* WORK TO DO
Please edit the items from the line with "the black eyeglass" up to and including the line with "x=219 y=302", putting "upper arm" in place of "shoulder" and changing nothing else. Give back only those lines.

* SUPPLIED DATA

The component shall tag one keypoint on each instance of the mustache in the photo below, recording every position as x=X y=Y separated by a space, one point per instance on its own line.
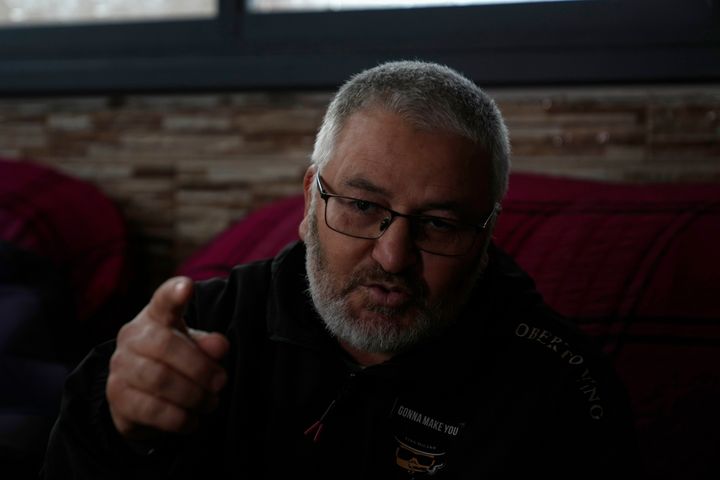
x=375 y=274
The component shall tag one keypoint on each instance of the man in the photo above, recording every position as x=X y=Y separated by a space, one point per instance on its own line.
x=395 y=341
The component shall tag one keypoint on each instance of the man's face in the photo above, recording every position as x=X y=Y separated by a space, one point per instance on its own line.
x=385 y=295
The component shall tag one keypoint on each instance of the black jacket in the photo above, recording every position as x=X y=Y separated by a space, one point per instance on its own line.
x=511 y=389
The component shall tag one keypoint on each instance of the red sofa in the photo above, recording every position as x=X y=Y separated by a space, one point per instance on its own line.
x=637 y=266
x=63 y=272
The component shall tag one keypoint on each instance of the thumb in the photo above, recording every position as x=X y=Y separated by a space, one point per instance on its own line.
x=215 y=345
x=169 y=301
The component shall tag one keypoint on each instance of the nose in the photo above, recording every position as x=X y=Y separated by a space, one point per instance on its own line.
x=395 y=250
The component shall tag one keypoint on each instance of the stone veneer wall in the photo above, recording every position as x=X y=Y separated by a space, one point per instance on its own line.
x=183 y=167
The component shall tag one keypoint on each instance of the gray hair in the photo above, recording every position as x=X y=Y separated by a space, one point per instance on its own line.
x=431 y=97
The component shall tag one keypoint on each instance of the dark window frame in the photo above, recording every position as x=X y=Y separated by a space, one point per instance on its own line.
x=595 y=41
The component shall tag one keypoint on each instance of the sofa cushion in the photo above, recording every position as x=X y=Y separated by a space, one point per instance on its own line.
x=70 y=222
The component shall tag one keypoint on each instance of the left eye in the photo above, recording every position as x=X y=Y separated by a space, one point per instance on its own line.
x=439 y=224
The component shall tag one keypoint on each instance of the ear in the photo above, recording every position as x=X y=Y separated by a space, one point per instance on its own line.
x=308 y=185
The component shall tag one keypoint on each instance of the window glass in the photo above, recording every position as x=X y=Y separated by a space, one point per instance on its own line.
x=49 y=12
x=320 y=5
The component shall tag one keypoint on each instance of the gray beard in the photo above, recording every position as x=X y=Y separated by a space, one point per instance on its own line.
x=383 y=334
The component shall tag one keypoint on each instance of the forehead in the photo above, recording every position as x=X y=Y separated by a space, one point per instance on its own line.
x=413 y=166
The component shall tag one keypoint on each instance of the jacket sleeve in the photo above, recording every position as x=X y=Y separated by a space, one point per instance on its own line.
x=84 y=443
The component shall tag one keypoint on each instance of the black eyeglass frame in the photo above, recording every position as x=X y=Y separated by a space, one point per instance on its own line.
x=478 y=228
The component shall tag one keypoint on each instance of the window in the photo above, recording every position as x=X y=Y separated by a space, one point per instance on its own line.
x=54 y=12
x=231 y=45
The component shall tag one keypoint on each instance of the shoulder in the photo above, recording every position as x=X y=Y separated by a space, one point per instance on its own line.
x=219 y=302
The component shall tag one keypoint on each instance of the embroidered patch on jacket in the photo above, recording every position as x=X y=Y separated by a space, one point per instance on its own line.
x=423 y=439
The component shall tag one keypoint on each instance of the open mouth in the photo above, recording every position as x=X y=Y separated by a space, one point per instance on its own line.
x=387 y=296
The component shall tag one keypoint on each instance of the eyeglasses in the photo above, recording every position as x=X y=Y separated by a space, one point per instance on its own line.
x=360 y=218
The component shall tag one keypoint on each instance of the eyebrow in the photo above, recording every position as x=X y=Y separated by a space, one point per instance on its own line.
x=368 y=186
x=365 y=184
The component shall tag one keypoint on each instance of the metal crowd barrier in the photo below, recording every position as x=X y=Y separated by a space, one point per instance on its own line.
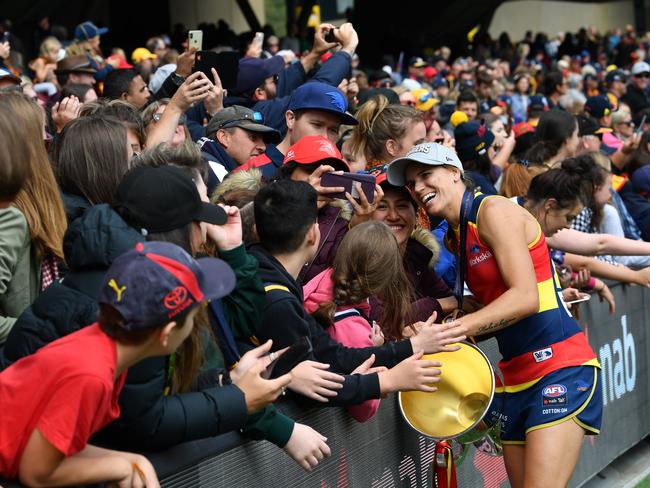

--

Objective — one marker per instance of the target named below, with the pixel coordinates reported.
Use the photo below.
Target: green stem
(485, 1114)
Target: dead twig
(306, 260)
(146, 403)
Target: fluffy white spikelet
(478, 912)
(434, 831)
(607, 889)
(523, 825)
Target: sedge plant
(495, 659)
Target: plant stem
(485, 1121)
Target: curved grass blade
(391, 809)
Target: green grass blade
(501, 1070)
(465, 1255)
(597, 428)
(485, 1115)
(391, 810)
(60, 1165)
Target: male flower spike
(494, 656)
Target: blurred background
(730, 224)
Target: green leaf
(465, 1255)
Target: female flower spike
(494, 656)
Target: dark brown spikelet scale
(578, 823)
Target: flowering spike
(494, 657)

---

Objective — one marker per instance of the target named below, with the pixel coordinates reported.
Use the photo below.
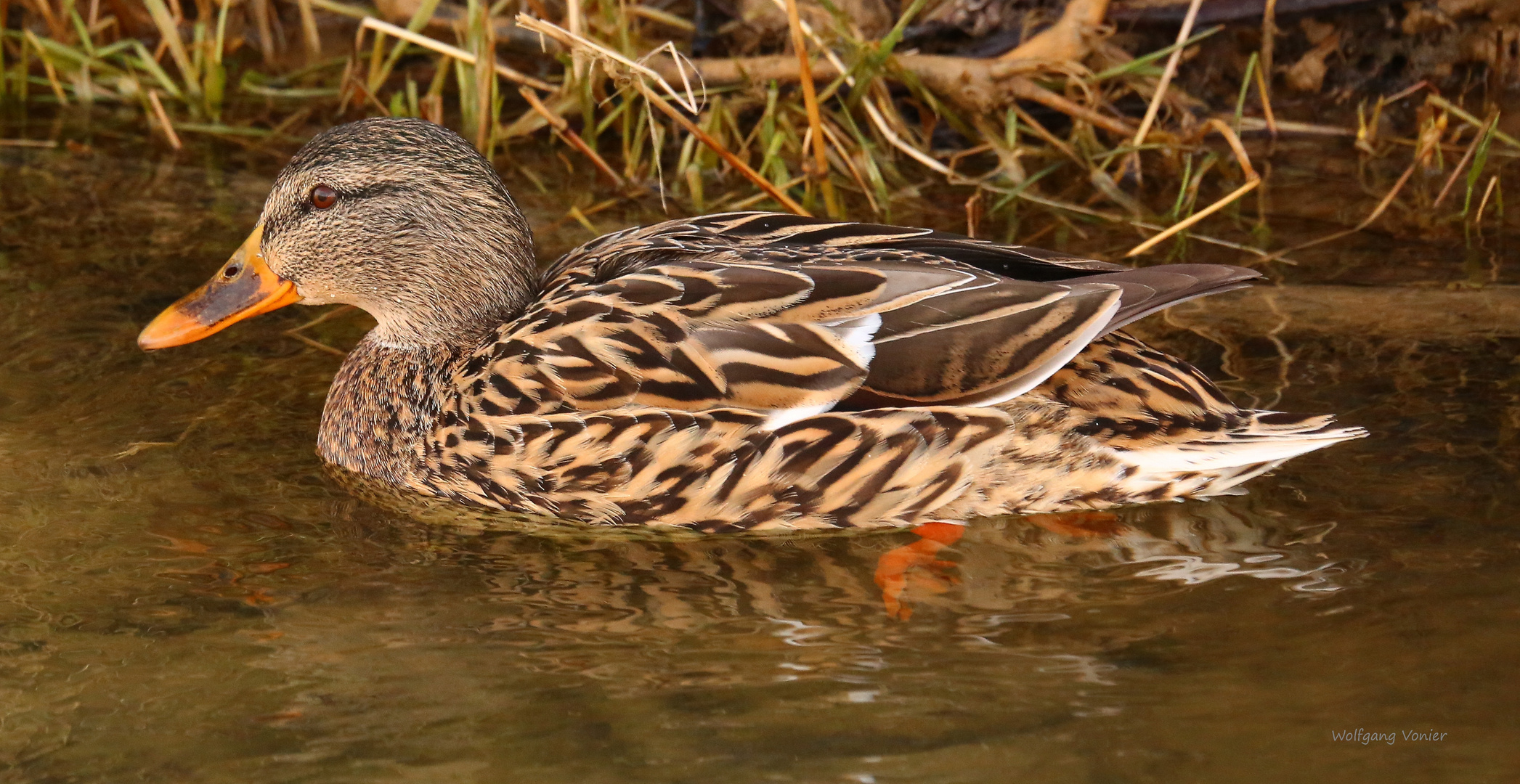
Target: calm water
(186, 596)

* EXERCISE RESULT
The component shall tag one keypoint on each instance of the black eyeglass frame in the photo above, recording every position as x=X y=Y separated by a space, one point per instance on its own line.
x=478 y=228
The component shall tag one keypoint on each instance of the window in the photo above, recording every position as x=X y=Y separated by a space, one point per instance on its own line.
x=54 y=12
x=231 y=45
The component shall tag one keypoint on each instance of the upper arm in the photo above, recording every position as x=X y=Y separated by a space, one point per instance on its own line.
x=219 y=302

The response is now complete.